[Collection entries]
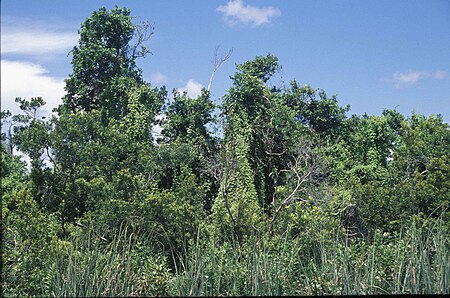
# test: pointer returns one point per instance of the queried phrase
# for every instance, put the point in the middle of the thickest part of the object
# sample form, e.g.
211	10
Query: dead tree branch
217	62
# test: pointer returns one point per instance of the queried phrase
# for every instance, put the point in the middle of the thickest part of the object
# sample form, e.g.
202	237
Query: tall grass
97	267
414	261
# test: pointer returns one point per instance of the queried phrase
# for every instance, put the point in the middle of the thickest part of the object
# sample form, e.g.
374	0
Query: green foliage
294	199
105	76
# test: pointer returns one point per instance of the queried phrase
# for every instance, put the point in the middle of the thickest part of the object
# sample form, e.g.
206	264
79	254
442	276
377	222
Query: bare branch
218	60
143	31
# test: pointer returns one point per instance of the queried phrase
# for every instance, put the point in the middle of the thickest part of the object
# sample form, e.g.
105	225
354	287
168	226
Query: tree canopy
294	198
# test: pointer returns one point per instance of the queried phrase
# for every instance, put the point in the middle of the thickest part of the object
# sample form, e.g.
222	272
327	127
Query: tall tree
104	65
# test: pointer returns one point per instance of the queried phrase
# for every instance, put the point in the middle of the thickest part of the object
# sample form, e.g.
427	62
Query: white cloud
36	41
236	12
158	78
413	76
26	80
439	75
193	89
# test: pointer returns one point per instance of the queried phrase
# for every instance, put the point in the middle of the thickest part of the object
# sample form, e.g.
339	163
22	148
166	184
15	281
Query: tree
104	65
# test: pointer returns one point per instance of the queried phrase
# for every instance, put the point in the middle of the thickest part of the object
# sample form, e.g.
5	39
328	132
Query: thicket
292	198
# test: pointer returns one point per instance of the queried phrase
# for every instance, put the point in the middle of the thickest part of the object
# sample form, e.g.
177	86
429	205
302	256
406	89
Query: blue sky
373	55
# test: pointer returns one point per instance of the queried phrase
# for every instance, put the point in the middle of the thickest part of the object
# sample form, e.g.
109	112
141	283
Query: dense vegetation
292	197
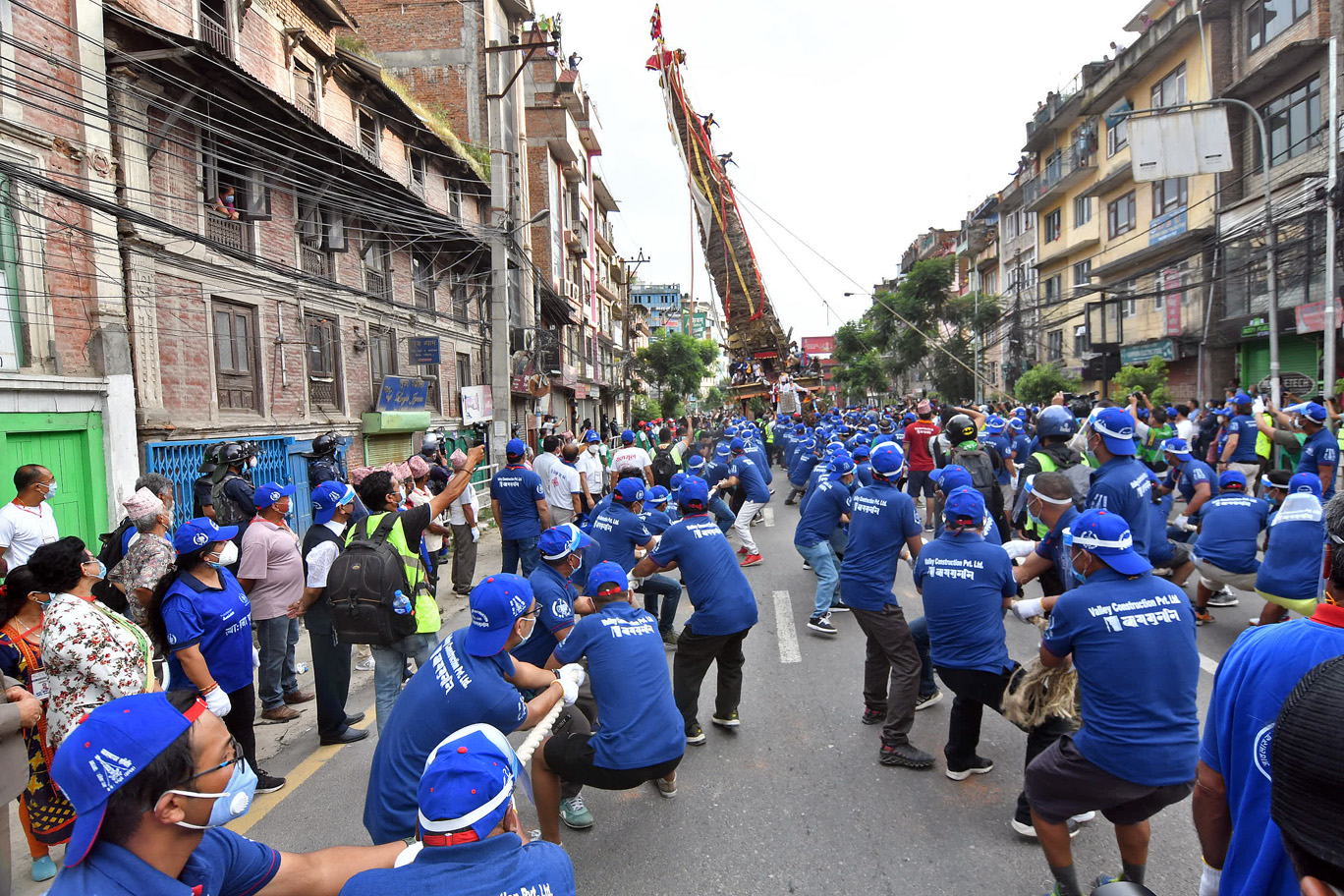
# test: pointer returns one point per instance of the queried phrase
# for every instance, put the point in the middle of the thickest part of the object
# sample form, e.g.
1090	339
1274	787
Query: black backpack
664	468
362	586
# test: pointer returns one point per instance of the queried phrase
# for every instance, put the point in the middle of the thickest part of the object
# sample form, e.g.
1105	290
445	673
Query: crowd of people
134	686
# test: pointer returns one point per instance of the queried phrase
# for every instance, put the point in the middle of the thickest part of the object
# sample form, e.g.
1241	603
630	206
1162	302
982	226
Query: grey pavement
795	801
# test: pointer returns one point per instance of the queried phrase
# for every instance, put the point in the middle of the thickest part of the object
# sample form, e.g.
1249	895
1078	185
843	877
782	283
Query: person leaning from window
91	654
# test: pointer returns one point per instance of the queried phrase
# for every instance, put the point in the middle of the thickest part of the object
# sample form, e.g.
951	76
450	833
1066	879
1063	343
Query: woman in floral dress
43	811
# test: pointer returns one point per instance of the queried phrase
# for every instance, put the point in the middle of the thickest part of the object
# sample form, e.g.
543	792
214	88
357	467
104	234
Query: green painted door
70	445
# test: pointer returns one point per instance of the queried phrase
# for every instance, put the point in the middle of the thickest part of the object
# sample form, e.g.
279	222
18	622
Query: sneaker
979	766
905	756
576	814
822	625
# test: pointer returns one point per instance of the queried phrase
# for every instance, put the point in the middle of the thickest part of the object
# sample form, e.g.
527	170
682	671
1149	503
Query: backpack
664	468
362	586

What the task requires:
Reproduce all of the material above word for word. Omit the pictures.

Solution to this problem:
# test: pointer returns one point per instance of the queried phrase
# for every instance, put the point in the middle of the thickest part of the object
# sample form, e.g.
211	10
Query: dead tree branch
217	62
# test: pointer returns one point per instance of the queried phrase
# for every instance, put the point in the middle of the thickest part of the object
# sample form, e.g.
202	237
Query: tall grass
97	267
414	261
# test: pointer returns one point per instance of the queried phrase
# for every instance, put the point in the middle of the thickest part of the object
# sample form, e.g.
374	0
Query: green foliage
294	199
105	76
# test: pointer returns one point per instance of the queried phrase
# for every instance, put the point in the middle of the thickest part of the object
# sample form, e.g.
206	264
79	254
442	276
377	222
Query: bare branch
218	60
143	31
# test: pointer returns one point per instance of the queried phrase
# for every instance, put the point in the middle of the thickest part of the object
# sample form, e.g.
105	225
354	287
168	226
Query: tree canopy
294	198
# test: pointer returns one point per instance of the queried phrase
# for every instance, put the point in the middle of the thickest part of the object
# sample form, e.g.
222	272
327	127
Query: tall tree
104	65
# test: pointer returns one point per instance of the queried phrase
# for every instance, put the point in the middle of the thickest part of the object
# sample form, e.g.
427	62
Query: white cloud
36	41
236	12
158	78
413	76
26	80
439	75
193	89
# test: pointer returns one point per instance of the queried phrase
# for every instance, put the point in the middle of the thickest part of the object
# sample form, e.g.
339	163
22	148
166	184
15	281
Query: tree
104	65
# test: pointer returns one point per instance of the queried phrase
# for every instance, put the point in the middle of the thickest part of the object
# sample form, e.g.
5	39
328	132
Query: thicket
292	198
# test: pointer returns one point per instance of the queried phrase
# for every instance, put the point in the middle of the thickest part of the object
# sample form, e.g.
177	86
429	205
302	256
406	89
Query: blue sky
373	55
# test: pointer returns one point per instance of the queried phrase
# for every instance, put the point in the middle of the thickest part of the object
# sample form, e.g.
109	112
141	283
Query: dense vegetation
292	197
# test: pointer returns one point per instance of the queried phrase
# for every instance, put the point in the middle of the thickest part of the object
# sample form, e.g.
1090	339
1274	787
Query: black backpack
664	468
362	586
# test: pointer returns one point per instance of the queried phrase
# for every instance, put the point in the middle of the thickest part of the object
# sample form, e.g.
1105	290
445	673
Query: crowd of people
134	686
# test: pointer returns one point per instance of the queried phrase
# for every instance, put the point in the middle of the thickest part of the object
# sample form, e.g.
1241	603
630	206
1162	302
982	226
Query: grey pavement
795	801
# test: pointer returns one point per instance of the queried phrase
# for every instance, put the point in the middle of the thickest part of the object
# sample form, e.g.
1249	895
1078	185
843	877
782	283
Query: person leaning from window
91	654
# test: pointer returns one point per instance of the queried phrase
# for every instance, put the point in the middle of the thickest part of the object
# sample form, e.g.
951	76
450	833
1066	879
1063	343
Query: woman in floral dress
43	811
# test: pointer returns one point per instance of the queried phrase
# for every instance, put the point in the middle of the thickest part of the object
# sample form, e.g.
543	792
214	88
357	467
104	234
Query: green painted door
70	445
# test: pointer returns one point per instance of the queried phrase
# for every instance, put the point in the middle of the thickest part of the object
# sample form, e.g.
279	222
18	622
Query: sneaker
979	766
905	756
576	814
822	625
# test: pointer returns one point per instance of the queried phrase
# for every instance, put the point in the middle of the thickest part of the object
# sample form, e.g.
527	170
682	671
1149	503
Query: backpack
664	468
362	586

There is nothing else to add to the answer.